#### Written request:
Write out the records below unchanged, everything from the line containing "Put a point on every instance of the bridge" down to the end of the records.

#### Data provided:
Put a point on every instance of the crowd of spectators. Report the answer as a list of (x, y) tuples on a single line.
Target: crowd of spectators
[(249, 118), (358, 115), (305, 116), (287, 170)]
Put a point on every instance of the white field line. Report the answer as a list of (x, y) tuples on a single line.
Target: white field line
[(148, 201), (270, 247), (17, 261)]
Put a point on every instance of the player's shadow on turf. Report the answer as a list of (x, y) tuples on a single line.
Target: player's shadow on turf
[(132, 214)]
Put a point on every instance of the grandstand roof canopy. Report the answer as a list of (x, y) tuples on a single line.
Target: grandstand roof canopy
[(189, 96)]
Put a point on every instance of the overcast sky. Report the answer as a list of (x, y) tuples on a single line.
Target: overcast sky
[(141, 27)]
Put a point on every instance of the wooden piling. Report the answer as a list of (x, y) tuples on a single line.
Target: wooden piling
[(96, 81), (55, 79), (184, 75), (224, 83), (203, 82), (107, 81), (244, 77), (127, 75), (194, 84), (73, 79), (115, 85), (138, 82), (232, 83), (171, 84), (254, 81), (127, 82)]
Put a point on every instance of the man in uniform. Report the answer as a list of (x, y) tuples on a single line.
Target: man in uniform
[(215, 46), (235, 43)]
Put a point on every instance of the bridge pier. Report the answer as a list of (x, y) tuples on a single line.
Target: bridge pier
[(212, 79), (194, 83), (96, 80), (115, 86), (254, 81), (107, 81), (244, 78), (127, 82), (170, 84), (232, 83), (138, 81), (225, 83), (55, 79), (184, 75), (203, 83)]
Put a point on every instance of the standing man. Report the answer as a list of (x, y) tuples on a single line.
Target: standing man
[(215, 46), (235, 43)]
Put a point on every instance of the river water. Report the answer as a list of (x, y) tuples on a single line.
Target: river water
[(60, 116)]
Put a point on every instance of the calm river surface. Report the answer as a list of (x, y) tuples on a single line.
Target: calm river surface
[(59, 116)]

#### Exercise output:
Put a point on every instance of the bridge pier. Report the answer as a list of (x, y) tuples on a single line.
Target: bridge pier
[(212, 79), (194, 83), (96, 80), (115, 86), (254, 81), (107, 81), (244, 78), (127, 82), (170, 84), (232, 83), (138, 81), (225, 83), (55, 79), (184, 75), (203, 83)]
Put a point on every instance of the standing man. Report the answer as a list of (x, y) tuples on a single line.
Target: standing man
[(215, 46), (235, 43)]
Put a point on every instance of the river water. Report the answer as a list of (x, y) tuples on a single line.
Target: river water
[(60, 116)]
Put a point on every instance of the calm river surface. Report the answer as a list of (x, y) tuples on a single line.
Target: calm river surface
[(59, 116)]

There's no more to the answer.